Begin

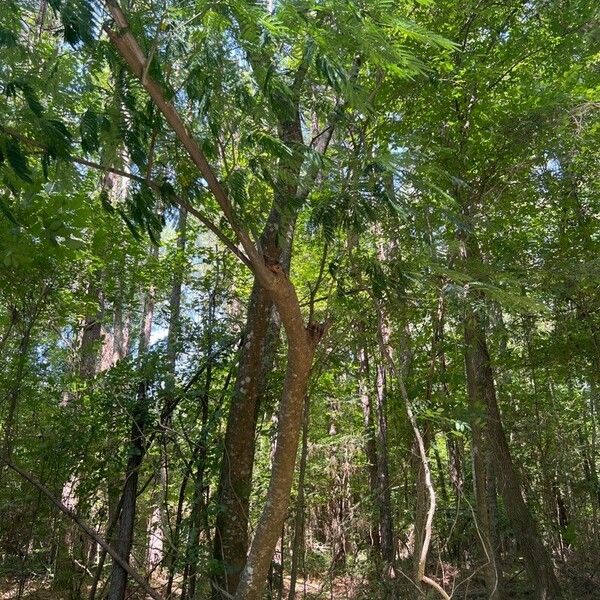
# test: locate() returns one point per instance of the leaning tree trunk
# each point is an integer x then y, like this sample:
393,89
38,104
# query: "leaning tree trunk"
482,391
256,361
481,467
137,450
302,343
481,378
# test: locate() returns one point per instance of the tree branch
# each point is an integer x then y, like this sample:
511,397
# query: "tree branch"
84,527
130,51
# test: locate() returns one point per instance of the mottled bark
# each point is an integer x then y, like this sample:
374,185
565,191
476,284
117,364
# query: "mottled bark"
137,450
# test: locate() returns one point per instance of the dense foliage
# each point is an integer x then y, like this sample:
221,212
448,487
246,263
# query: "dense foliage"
300,297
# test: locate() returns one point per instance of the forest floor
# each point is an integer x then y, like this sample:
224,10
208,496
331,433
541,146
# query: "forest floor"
580,580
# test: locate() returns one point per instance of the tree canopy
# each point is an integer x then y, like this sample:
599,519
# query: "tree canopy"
299,298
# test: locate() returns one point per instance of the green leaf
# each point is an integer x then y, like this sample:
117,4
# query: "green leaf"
17,159
88,129
78,21
31,98
7,212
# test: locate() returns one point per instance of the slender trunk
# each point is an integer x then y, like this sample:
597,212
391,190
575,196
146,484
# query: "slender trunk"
371,454
300,517
481,475
480,380
137,450
386,527
302,342
198,509
256,362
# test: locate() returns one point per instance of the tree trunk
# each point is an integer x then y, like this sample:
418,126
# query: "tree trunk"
256,362
481,473
480,381
302,342
299,518
137,449
371,454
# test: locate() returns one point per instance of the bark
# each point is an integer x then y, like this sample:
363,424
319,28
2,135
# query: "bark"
198,519
84,527
482,391
137,450
272,276
256,361
300,517
481,475
158,517
301,348
384,500
370,451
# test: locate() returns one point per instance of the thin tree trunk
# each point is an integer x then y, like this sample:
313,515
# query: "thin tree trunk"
302,343
300,517
137,445
371,454
482,390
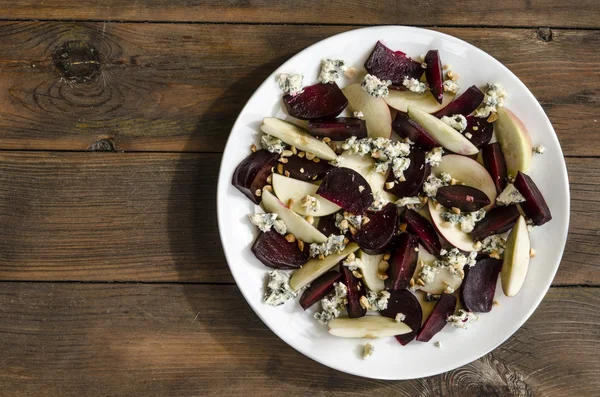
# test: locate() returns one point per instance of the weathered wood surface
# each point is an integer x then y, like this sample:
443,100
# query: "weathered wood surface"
151,217
578,13
165,87
200,340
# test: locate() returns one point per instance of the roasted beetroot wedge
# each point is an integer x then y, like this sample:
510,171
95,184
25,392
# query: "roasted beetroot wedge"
306,170
479,285
434,74
402,262
535,206
497,220
404,302
251,174
319,288
392,65
376,236
273,250
355,291
465,198
316,102
416,174
406,127
493,161
444,308
465,104
420,227
338,129
348,189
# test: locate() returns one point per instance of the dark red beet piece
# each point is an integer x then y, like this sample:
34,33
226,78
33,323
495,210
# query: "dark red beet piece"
342,186
251,174
338,129
416,174
319,288
377,235
406,127
403,301
444,308
392,65
403,262
493,161
420,226
434,74
355,291
479,285
465,104
316,102
497,220
273,250
535,206
465,198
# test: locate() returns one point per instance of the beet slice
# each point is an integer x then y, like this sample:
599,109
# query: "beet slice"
434,74
465,198
403,262
348,189
406,127
273,250
355,291
316,102
493,161
416,174
377,235
418,225
319,288
535,206
497,220
338,129
306,170
403,301
251,174
465,104
479,285
392,65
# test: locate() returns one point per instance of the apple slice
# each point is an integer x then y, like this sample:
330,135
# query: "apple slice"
446,136
287,189
296,225
315,268
375,110
296,136
367,327
516,259
515,141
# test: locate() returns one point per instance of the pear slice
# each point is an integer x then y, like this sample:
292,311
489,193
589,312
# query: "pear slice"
367,327
296,136
287,189
445,135
375,110
314,268
296,225
516,258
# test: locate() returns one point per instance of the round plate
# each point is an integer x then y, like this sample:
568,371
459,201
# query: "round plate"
391,360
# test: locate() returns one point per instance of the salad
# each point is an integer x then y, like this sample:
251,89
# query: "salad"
397,218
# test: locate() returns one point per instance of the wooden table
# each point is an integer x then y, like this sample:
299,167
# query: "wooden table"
112,121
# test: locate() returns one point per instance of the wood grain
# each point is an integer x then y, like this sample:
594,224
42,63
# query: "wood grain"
164,87
151,217
579,13
188,340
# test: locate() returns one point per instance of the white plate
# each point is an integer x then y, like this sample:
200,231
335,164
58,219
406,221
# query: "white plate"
391,360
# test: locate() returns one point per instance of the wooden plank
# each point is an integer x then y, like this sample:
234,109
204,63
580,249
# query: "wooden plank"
164,87
151,217
184,340
579,13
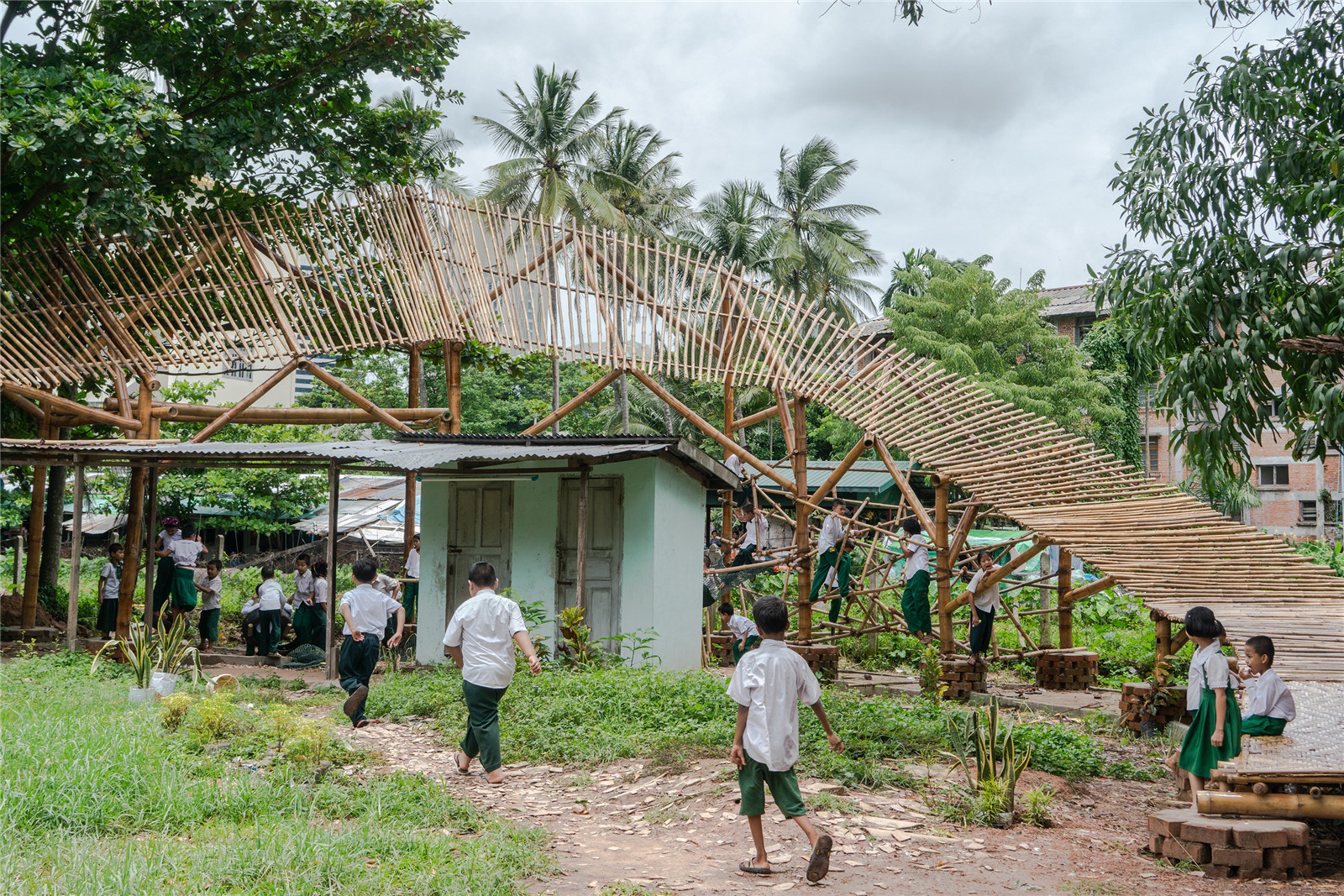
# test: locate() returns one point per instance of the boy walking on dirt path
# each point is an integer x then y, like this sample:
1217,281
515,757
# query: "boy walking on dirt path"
768,685
480,638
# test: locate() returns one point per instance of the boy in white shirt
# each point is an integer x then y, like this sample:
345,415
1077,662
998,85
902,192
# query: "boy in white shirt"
1269,703
366,610
270,598
480,640
212,591
768,685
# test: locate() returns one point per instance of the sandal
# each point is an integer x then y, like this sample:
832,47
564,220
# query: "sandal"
820,862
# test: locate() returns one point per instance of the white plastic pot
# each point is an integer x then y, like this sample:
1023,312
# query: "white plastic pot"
163,683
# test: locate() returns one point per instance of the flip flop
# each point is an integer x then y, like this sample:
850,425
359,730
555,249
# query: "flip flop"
820,862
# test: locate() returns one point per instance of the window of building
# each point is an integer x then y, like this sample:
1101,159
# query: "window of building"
239,369
1273,474
1152,454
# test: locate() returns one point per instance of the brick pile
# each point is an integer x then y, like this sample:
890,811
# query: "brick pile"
1129,700
1066,671
1242,848
961,679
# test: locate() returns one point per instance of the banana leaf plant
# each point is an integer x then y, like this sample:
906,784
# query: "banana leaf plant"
996,759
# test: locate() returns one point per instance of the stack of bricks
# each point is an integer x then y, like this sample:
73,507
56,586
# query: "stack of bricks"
961,679
1129,703
1066,671
1242,848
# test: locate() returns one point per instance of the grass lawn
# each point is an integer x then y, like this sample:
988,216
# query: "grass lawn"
219,795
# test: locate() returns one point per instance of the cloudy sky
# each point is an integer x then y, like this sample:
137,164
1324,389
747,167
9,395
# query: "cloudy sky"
988,130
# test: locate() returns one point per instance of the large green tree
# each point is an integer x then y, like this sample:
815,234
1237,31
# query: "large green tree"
1234,196
118,110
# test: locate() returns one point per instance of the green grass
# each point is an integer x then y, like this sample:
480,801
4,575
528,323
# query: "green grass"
102,799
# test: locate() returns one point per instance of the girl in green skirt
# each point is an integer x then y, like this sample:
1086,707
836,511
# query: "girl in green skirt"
1215,731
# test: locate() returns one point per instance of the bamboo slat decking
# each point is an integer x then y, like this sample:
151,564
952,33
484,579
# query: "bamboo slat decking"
402,268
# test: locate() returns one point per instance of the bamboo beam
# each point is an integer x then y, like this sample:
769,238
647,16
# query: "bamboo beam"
342,389
729,445
245,402
575,403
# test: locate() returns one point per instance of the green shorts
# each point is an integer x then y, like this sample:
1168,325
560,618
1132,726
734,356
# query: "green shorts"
753,778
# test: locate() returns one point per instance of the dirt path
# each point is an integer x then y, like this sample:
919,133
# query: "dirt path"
680,832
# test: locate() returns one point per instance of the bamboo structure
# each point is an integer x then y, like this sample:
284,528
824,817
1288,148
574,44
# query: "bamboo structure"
402,268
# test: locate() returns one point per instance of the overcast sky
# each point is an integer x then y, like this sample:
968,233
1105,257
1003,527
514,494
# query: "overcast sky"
979,132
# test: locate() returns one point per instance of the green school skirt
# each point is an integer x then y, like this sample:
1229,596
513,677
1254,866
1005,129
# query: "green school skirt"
1263,727
1198,755
185,589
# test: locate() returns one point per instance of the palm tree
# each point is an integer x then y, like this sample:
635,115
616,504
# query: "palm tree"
549,137
819,250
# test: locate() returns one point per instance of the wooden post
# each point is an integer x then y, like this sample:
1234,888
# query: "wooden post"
1066,611
944,563
803,533
76,547
333,598
454,359
29,616
581,544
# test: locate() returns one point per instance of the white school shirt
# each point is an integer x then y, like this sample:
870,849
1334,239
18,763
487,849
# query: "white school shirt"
987,600
743,627
484,627
186,551
920,559
369,609
1213,661
270,595
304,586
215,590
770,681
1267,694
112,587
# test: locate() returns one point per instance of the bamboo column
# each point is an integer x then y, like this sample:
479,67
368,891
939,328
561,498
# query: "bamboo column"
76,547
29,617
803,531
944,563
1066,611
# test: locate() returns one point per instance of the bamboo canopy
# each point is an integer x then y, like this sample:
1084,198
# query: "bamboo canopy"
405,268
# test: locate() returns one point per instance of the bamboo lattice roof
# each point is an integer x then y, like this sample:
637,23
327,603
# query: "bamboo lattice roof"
401,266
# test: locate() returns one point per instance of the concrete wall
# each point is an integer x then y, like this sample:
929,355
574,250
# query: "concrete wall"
663,537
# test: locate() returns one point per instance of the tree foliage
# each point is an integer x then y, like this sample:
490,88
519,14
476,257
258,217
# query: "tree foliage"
257,97
1236,196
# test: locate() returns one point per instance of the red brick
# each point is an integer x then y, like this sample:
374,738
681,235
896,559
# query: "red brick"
1238,857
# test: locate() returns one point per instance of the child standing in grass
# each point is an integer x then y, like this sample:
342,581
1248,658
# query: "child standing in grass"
109,590
1215,732
212,593
270,598
366,610
768,687
480,638
1269,703
745,633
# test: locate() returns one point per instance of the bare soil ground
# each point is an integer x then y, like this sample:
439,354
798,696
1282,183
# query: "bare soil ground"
678,831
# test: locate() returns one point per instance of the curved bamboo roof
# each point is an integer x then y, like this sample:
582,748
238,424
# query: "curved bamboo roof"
396,268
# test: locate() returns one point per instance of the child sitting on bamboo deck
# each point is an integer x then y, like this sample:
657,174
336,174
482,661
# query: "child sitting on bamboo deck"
745,633
768,685
109,590
1269,703
212,593
1215,731
984,604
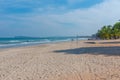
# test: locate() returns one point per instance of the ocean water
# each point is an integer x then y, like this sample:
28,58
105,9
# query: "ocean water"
17,42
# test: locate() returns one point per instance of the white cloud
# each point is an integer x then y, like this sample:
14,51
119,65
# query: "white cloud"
74,1
79,21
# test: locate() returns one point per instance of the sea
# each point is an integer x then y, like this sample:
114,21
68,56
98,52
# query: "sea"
28,41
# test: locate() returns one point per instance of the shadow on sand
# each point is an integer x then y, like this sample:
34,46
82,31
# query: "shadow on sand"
107,51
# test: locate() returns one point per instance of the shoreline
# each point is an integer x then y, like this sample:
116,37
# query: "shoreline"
82,60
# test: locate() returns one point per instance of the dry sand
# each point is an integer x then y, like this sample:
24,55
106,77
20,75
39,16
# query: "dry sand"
87,60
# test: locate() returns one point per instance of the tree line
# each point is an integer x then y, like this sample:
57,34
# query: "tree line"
109,32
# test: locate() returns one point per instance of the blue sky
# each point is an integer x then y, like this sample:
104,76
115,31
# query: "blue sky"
56,17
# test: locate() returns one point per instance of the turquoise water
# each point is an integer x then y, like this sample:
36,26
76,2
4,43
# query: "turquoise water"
14,42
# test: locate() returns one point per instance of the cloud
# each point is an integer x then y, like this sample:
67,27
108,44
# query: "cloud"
48,21
75,1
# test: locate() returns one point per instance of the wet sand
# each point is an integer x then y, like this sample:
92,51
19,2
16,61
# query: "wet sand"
83,60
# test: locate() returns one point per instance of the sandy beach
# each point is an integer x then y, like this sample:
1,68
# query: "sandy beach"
83,60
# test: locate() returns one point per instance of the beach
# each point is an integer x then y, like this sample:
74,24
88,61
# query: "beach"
72,60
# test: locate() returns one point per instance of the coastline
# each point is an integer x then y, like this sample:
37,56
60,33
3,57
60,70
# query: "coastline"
82,60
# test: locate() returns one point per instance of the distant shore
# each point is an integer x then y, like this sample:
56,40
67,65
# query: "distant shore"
82,60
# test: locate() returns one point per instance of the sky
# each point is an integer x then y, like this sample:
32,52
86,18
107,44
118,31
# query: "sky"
43,18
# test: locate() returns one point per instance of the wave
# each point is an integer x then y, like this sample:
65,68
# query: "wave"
24,42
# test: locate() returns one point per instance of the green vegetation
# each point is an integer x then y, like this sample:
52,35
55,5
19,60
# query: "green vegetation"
109,32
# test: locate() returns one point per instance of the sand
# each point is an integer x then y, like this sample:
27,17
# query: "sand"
83,60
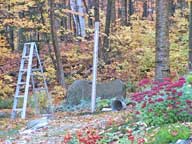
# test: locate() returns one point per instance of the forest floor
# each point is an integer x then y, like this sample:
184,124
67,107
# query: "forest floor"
58,125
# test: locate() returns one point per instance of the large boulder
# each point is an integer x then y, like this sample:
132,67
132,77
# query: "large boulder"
81,90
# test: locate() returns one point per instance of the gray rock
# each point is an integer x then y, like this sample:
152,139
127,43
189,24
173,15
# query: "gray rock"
81,90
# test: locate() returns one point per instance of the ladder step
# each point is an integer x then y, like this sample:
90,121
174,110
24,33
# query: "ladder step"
18,109
20,96
34,70
21,83
23,70
39,89
25,57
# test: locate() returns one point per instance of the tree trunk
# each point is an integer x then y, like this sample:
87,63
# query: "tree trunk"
131,9
145,8
162,67
124,12
171,7
113,12
107,30
60,72
96,10
190,37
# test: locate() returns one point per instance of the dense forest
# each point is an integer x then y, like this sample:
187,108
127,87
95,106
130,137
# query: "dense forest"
143,72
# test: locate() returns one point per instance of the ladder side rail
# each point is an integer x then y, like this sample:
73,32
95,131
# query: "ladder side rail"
13,114
27,81
44,80
35,95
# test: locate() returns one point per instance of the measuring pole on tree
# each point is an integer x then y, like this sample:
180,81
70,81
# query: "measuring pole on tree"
95,60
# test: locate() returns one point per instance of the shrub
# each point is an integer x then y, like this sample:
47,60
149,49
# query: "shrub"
170,134
164,102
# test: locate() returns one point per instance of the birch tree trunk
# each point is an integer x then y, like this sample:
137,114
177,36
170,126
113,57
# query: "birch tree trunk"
190,37
106,48
162,66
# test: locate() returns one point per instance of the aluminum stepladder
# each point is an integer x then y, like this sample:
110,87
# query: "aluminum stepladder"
27,72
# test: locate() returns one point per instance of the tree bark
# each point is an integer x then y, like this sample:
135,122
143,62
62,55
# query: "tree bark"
145,8
131,9
162,67
190,38
124,12
96,9
106,48
60,72
171,7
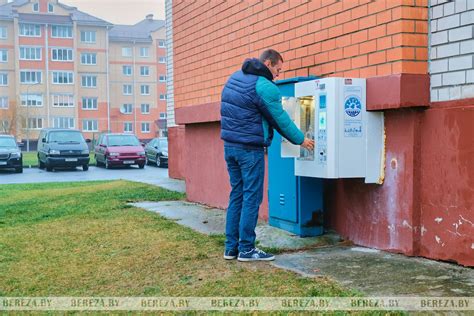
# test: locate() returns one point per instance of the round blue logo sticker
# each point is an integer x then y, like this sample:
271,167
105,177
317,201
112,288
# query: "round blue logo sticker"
352,106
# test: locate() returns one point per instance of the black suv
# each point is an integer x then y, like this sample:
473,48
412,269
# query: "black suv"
62,148
10,155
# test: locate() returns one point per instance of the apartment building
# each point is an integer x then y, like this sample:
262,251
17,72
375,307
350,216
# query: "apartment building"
57,65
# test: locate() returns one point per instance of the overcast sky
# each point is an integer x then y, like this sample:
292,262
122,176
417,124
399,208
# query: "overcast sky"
120,11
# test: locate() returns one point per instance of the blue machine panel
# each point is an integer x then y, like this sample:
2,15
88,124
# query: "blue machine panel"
295,203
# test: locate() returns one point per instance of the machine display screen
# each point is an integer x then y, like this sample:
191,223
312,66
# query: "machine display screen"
307,105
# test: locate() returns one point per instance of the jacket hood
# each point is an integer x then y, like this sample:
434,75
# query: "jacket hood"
254,66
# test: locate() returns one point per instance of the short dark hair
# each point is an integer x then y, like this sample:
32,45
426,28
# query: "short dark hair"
272,55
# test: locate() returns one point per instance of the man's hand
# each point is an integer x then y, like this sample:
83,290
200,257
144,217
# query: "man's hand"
308,144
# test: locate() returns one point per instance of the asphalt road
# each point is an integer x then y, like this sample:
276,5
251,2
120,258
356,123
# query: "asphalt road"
150,175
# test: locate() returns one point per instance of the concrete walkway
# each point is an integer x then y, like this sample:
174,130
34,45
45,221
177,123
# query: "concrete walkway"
373,272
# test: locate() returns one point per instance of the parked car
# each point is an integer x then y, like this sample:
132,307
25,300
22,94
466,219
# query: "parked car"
10,154
157,151
119,150
62,148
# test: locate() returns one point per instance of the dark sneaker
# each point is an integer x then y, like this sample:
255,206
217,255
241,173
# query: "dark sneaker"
230,254
255,255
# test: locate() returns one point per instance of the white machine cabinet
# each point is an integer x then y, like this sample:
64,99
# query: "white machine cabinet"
349,140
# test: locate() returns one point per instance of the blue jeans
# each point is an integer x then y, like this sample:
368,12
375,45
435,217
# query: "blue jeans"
246,169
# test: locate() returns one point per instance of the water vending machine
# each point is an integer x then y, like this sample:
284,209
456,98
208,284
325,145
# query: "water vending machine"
349,140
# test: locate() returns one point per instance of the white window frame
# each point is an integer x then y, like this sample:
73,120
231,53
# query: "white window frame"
144,52
89,81
88,58
90,104
66,76
145,89
34,99
31,53
126,90
3,32
127,51
128,124
127,108
62,54
145,108
62,100
127,70
30,72
147,130
89,37
145,71
3,103
70,122
91,125
38,123
3,79
62,31
30,30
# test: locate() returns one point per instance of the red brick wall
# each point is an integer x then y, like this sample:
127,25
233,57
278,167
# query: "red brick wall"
357,38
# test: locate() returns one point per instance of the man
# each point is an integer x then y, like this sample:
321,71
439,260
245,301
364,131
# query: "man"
250,109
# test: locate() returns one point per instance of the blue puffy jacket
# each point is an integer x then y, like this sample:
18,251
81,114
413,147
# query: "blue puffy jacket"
251,107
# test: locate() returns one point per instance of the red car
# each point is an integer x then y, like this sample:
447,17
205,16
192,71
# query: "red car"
119,150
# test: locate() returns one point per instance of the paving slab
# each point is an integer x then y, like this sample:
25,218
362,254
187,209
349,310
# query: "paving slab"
370,271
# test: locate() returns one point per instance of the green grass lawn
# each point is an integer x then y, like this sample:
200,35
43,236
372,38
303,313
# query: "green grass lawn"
83,239
30,159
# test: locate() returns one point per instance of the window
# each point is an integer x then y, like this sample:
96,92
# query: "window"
144,71
128,127
3,103
35,100
145,89
61,31
3,32
27,76
126,51
3,79
63,122
145,127
33,123
89,81
127,108
3,55
89,103
145,108
63,77
88,36
63,100
90,126
30,53
33,30
144,52
127,70
127,89
61,54
89,58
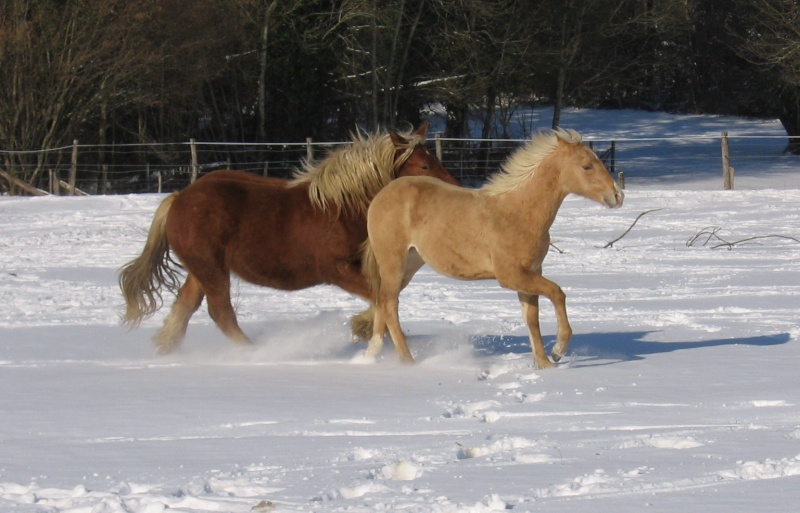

End

Work to do:
Report each line of the material above that contains the string "pile". Case counts.

Solution:
# test: locate() returns one point per instance of the brick pile
# query: "brick pile"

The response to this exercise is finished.